What the task requires: Can you transcribe the post on VirtualDomain migration timeouts word for word, from "Thought I should" to "meta value default)."?

Given passage:
* * * * * * *
[ClusterLabs] Live Guest Migration timeouts for VirtualDomain resources

Wed Feb 1 10:15:49 EST 2017

Hi all...

Just a quick follow-up.

Thought I should come clean and share with you that the incorrect
"migrate-to" operation name defined in my VirtualDomain
resource was my mistake.  It was mis-coded in the virtual guest
provisioning script.  I have since changed it to "migrate_to"
and of course, the specified live migration timeout value is working
effectively now.  (For some reason, I assumed we were letting that
operation meta value default).

I was wondering if someone could refer me to the definitive online link for
pacemaker resource man pages?  I don't see any resource man pages installed
on my system anywhere.   I found this one online:
https://www.mankier.com/7/ocf_heartbeat_VirtualDomain  but is there a more
'official' page I should refer our
Linux KVM on System z customers to?

Thanks again for your assistance.

Scott Greenlese ...IBM KVM on System Z Solution Test Poughkeepsie, N.Y.
  INTERNET:  swgreenl at us.ibm.com

From:	"Ulrich Windl" <Ulrich.Windl at rz.uni-regensburg.de>
To:	<users at clusterlabs.org>, Scott Greenlese/Poughkeepsie/IBM at IBMUS
Cc:	"Si Bo Niu" <niusibo at cn.ibm.com>, Michael
            Tebolt/Poughkeepsie/IBM at IBMUS
Date:	01/27/2017 02:32 AM
Subject:	Antw: Re: [ClusterLabs] Antw: Re: Live Guest Migration timeouts
            for VirtualDomain resources

>>> "Scott Greenlese" <swgreenl at us.ibm.com> schrieb am 27.01.2017 um 02:47
in
Nachricht
<OF63CD0E10.D58C4C3D-ON002580B5.0005C410-852580B5.0009DBDE at notes.na.collabserv.c

m>:

> Hi guys..
* * * * * * *
Saved entries:
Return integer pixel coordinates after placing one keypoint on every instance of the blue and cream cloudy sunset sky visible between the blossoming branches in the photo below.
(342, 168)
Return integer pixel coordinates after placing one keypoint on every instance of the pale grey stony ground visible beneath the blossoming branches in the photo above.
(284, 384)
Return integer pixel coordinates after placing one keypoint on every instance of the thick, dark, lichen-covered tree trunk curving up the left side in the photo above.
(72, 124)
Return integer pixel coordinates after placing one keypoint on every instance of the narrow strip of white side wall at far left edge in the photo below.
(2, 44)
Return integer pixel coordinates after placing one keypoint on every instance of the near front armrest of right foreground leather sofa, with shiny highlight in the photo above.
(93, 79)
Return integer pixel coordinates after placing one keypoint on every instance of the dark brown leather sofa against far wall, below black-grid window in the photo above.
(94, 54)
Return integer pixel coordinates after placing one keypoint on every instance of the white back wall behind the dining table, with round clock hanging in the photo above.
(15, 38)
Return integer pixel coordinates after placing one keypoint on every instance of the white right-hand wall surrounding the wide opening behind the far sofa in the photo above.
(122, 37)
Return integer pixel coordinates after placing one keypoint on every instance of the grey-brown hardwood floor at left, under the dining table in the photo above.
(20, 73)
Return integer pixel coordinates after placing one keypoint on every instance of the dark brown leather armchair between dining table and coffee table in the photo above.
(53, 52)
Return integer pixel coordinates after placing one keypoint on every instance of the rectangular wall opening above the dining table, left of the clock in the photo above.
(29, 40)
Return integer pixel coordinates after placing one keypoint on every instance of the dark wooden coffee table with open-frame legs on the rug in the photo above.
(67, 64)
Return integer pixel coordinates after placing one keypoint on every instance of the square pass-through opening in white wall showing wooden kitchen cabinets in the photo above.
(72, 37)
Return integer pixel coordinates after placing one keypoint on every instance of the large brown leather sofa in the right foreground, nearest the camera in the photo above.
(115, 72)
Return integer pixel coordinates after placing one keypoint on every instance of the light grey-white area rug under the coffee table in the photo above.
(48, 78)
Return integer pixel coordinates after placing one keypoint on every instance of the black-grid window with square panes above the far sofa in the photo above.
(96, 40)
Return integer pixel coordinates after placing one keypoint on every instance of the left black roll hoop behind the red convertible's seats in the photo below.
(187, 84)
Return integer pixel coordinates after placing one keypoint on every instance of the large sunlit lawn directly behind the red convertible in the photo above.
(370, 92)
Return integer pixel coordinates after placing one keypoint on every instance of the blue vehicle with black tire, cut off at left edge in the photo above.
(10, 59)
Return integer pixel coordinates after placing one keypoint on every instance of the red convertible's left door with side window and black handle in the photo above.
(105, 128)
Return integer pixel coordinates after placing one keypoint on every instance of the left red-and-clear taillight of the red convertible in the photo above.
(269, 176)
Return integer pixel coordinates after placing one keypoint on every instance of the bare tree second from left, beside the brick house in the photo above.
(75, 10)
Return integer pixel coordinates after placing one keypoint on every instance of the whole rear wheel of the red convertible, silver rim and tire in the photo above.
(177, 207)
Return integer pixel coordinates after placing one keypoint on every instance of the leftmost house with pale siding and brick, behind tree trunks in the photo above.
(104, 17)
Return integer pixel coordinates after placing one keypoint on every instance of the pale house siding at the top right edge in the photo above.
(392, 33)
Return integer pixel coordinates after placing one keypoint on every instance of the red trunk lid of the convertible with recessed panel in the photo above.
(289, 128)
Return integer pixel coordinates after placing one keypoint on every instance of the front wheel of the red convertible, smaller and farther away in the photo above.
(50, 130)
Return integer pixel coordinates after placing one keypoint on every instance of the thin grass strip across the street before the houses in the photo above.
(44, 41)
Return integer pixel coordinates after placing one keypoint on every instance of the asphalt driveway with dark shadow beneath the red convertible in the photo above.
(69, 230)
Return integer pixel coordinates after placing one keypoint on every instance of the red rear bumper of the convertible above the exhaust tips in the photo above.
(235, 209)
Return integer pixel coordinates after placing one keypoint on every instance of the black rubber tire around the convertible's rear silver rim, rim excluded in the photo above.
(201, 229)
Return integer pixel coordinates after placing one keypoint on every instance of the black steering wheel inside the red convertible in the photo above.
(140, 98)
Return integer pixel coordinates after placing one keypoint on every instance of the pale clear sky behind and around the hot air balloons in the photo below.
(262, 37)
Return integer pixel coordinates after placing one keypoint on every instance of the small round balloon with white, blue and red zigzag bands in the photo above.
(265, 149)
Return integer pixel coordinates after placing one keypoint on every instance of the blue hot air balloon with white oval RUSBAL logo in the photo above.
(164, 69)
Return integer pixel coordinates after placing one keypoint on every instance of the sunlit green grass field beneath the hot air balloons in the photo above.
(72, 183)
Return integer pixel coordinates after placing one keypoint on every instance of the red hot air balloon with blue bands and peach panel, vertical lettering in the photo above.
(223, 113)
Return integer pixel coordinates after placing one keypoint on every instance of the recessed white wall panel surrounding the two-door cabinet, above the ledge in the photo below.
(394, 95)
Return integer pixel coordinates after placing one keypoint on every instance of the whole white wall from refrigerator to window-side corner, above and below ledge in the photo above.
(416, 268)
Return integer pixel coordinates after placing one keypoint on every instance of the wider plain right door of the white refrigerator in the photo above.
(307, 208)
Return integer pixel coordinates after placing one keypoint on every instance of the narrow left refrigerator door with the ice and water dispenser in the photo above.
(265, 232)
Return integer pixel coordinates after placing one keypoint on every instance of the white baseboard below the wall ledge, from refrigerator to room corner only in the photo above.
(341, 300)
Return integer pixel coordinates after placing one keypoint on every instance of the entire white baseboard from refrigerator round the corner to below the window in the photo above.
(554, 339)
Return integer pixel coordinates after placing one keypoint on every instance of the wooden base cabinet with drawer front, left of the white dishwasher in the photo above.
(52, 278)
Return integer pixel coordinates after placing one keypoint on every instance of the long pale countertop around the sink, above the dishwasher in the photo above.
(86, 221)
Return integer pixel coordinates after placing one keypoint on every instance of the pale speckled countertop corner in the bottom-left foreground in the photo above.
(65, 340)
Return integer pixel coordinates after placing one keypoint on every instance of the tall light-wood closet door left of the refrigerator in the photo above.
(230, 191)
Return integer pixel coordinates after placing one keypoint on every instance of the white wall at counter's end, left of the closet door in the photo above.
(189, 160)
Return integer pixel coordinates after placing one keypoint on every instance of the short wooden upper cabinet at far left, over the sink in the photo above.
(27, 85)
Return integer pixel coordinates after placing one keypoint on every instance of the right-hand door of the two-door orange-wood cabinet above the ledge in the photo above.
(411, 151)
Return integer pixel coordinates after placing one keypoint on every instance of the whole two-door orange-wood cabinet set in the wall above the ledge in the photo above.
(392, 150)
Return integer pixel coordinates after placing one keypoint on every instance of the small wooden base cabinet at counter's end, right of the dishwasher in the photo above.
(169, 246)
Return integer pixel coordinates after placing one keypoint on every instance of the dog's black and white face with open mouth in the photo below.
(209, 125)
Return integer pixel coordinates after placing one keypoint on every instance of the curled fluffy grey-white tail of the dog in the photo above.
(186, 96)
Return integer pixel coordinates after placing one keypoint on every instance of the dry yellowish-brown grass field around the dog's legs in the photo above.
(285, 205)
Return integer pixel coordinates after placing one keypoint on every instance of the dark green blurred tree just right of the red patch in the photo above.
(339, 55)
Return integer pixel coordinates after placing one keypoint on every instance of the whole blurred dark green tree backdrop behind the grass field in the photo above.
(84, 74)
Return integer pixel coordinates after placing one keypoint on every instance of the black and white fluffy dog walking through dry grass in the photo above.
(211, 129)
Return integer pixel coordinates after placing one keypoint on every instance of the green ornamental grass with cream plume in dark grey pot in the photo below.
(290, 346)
* * * * * * *
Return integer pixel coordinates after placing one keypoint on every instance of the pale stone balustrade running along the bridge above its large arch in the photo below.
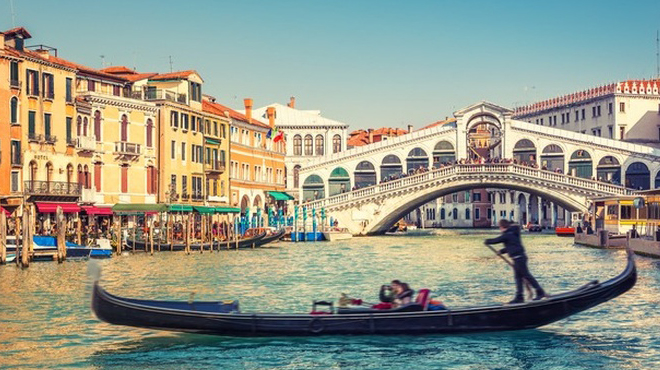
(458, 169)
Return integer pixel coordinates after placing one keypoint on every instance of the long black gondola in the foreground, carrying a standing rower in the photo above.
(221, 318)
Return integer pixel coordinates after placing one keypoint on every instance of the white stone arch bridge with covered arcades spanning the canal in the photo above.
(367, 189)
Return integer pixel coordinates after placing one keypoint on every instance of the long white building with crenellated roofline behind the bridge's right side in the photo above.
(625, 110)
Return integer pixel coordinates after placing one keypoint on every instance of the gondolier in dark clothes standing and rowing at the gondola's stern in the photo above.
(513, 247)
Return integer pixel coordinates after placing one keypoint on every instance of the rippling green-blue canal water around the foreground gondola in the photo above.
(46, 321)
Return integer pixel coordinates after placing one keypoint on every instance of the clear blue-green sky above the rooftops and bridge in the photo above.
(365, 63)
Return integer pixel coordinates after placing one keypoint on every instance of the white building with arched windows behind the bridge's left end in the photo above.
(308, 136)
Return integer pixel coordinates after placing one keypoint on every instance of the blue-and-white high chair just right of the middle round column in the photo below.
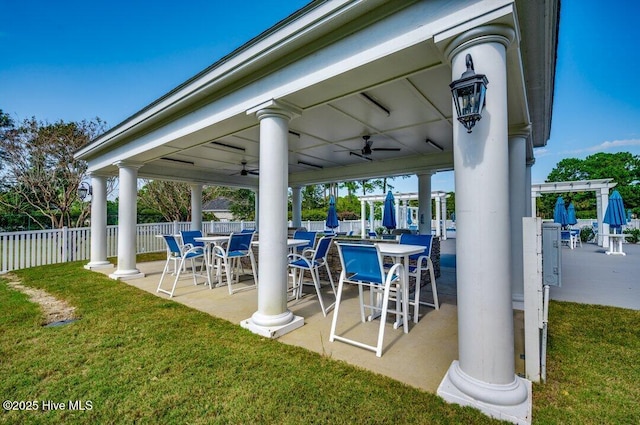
* * * * * * *
Answer box:
Thought I should come clean and share with you that the incorrect
"migrate-to" operation name defined in my VirtualDomain
resource was my mistake.  It was mis-coded in the virtual guest
provisioning script.  I have since changed it to "migrate_to"
and of course, the specified live migration timeout value is working
effectively now.  (For some reason, I assumed we were letting that
operation meta value default).